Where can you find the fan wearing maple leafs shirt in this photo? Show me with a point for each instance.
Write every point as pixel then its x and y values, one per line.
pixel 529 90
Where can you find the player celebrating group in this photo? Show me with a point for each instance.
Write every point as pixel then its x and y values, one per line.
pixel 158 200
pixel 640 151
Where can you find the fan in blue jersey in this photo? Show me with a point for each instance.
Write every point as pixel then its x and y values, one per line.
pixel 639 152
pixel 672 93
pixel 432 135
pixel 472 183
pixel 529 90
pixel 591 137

PROBLEM DESCRIPTION
Render these items as a two-column CSV with the columns "prompt" and "response", one row per item, placing its text and its answer each in a single quoted field with line breaks replaced by spaces.

SOLUTION BELOW
prompt,response
"Where can you find the fan wearing maple leafs shirt in this photo? Show me with a point for each instance. Write every point as pixel then its x and y values, one per line.","pixel 529 90"
"Where can you find the player celebrating group in this photo? Show me with a point for each instance. Write every point as pixel then its x and y values, one per line.","pixel 158 200 pixel 640 151"
"Where can you find the fan in blue jersey in this photo? Show me with a point for each instance. Write every point as pixel then its x and y values, one per line.","pixel 639 152 pixel 672 93 pixel 432 135 pixel 472 183 pixel 529 90 pixel 591 137"